Repeat nothing but the lines below running from the one containing "of the fender" to the one containing "the red cherry". Keep both end lines.
BEGIN Raw data
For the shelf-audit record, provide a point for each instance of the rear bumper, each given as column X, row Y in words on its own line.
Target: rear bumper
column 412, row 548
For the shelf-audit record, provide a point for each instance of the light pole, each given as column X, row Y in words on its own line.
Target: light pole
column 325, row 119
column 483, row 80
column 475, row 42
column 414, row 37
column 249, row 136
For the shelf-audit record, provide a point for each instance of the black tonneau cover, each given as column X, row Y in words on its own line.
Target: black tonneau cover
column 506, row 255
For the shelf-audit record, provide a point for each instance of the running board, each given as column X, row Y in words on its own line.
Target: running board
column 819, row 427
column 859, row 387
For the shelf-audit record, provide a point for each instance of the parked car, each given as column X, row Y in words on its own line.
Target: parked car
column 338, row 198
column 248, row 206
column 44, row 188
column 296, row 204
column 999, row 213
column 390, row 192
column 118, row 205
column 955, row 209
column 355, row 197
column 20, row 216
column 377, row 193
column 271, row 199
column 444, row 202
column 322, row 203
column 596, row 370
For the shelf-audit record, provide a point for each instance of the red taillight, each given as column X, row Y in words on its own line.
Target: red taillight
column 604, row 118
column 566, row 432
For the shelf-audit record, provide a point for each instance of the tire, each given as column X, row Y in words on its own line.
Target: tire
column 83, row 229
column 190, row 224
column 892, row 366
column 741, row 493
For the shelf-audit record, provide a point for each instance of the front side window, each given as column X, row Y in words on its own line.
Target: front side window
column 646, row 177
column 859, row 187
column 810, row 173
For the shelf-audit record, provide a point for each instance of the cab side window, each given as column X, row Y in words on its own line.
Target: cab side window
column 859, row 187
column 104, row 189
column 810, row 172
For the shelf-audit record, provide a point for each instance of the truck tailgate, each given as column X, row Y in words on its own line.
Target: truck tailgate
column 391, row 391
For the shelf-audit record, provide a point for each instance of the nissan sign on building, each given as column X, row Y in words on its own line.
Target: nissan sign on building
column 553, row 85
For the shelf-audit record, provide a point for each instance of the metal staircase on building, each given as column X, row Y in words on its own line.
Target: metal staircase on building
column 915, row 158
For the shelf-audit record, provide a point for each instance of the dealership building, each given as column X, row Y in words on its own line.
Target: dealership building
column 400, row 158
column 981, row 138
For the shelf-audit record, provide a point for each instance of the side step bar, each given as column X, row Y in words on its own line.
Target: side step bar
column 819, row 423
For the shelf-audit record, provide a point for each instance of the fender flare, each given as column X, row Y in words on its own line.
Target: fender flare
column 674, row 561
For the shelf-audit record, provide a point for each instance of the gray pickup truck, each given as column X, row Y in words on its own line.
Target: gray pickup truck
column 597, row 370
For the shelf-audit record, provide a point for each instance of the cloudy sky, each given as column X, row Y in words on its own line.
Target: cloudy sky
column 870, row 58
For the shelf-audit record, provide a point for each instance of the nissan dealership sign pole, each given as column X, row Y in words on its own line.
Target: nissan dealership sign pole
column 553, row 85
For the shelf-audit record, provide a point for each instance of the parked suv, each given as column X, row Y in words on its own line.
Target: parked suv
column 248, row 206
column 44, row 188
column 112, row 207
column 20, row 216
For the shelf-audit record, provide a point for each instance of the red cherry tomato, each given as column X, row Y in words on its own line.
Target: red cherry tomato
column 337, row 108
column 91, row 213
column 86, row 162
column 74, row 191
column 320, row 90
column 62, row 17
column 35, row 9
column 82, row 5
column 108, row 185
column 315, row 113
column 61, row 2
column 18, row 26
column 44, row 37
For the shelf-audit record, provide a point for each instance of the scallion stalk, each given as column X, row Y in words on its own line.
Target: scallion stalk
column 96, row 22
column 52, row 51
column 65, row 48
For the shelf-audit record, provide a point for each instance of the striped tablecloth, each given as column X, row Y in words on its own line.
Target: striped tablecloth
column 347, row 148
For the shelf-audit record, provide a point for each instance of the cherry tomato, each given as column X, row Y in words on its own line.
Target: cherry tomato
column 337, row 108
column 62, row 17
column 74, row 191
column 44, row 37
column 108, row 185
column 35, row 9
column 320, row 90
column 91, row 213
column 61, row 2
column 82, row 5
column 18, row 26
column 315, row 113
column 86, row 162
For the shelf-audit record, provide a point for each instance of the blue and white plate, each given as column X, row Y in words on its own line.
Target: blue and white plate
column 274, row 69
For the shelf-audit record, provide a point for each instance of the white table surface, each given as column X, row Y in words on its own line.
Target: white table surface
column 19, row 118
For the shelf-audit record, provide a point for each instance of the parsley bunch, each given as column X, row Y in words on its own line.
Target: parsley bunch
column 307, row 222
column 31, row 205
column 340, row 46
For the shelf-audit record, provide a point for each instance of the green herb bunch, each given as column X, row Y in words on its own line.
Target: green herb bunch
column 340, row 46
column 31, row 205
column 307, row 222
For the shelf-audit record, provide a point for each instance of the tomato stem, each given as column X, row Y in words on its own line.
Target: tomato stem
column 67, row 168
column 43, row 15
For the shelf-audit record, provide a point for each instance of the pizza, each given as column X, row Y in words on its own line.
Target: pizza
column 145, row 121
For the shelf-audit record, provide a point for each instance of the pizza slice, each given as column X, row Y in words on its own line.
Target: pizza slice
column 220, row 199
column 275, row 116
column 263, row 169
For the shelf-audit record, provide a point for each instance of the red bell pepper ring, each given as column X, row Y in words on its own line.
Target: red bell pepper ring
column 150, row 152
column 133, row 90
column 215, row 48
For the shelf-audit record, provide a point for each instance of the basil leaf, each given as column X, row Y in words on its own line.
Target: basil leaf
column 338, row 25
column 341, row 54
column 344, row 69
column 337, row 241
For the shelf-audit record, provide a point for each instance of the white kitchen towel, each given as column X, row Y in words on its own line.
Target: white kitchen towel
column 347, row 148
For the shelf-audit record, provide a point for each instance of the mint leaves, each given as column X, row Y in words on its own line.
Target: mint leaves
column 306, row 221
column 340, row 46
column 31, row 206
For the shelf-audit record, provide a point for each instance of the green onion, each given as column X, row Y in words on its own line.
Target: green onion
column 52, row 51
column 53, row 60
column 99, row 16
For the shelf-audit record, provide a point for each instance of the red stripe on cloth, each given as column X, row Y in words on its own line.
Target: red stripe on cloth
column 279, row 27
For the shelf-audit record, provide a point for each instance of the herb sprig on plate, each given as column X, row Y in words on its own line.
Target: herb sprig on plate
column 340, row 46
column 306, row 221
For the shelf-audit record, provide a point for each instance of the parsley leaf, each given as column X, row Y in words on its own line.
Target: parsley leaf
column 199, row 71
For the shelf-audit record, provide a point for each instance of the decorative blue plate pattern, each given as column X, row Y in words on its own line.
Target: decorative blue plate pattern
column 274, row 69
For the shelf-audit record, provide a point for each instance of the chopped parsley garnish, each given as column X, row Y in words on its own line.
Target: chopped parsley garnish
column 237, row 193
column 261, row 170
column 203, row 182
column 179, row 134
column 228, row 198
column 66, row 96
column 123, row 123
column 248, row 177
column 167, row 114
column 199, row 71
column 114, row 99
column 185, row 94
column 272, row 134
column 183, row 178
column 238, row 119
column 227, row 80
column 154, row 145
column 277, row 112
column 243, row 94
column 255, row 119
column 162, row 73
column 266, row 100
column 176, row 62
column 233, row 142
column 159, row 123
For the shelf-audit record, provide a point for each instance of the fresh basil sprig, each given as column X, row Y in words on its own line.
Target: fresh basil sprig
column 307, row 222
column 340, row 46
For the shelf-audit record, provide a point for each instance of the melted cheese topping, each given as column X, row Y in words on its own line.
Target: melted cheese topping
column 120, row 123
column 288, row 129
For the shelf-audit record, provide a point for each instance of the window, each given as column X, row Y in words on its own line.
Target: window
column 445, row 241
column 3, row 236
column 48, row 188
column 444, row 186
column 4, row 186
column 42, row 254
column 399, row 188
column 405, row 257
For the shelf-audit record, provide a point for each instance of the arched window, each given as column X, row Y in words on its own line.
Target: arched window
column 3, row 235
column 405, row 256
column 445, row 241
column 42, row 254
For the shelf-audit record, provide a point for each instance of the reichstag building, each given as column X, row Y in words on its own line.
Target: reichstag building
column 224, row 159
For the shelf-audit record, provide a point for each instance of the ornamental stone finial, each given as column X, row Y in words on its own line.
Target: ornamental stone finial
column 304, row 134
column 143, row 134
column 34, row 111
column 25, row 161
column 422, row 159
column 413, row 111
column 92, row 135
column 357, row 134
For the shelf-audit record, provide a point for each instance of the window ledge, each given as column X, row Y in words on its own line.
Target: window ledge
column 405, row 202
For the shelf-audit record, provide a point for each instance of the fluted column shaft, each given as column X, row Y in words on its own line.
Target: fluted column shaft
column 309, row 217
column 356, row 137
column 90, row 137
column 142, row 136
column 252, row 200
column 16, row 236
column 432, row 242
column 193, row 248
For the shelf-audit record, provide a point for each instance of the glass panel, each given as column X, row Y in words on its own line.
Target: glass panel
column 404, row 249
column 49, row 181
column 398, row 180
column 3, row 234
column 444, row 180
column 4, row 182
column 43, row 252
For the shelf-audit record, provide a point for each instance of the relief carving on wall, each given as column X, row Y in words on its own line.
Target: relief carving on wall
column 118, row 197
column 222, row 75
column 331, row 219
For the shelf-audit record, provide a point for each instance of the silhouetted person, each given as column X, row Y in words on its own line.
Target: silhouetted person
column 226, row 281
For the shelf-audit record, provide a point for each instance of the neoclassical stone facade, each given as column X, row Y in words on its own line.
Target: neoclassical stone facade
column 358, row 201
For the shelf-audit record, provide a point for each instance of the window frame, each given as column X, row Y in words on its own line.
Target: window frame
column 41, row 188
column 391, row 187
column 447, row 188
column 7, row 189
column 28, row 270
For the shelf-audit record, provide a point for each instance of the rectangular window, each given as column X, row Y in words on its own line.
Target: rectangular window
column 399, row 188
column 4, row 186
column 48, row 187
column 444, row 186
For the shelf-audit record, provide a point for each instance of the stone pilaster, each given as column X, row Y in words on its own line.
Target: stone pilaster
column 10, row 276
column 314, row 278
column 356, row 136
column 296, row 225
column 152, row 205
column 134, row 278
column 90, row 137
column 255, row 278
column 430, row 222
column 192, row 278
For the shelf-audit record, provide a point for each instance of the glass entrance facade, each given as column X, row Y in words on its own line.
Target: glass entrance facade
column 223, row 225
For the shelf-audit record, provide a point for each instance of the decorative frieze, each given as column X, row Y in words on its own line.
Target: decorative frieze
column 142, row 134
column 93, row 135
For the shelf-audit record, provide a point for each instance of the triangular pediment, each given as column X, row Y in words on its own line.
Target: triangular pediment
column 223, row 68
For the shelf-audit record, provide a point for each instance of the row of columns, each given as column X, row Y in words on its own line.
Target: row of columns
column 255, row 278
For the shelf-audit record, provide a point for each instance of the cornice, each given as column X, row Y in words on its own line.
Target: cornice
END Raw data
** Result **
For the shelf-audit record, provide a point for each instance of the fender flare, each given as column X, row Y in words on its own line.
Target: fender flare
column 674, row 561
For the shelf-audit record, provide a point for each instance of the gray pickup truck, each given as column X, row Y in words on its own line.
Target: gray pickup truck
column 597, row 370
For the shelf-audit record, provide a point for each instance of the cloudy sky, each given as column X, row Y in words on its own line.
Target: cloudy sky
column 870, row 58
For the shelf-audit record, provide a point for each instance of the nissan dealership sign pole, each given as column X, row Y in words on its own line.
Target: nissan dealership sign pole
column 553, row 85
For the shelf-audit record, provide a point for each instance of the parked suv, each given as column X, row Y in words on its own line.
Target: parked suv
column 248, row 206
column 44, row 188
column 112, row 207
column 20, row 216
For the shelf-audit record, provide a point for each instance of the red cherry tomato, each given as column X, row Y in words on its own line.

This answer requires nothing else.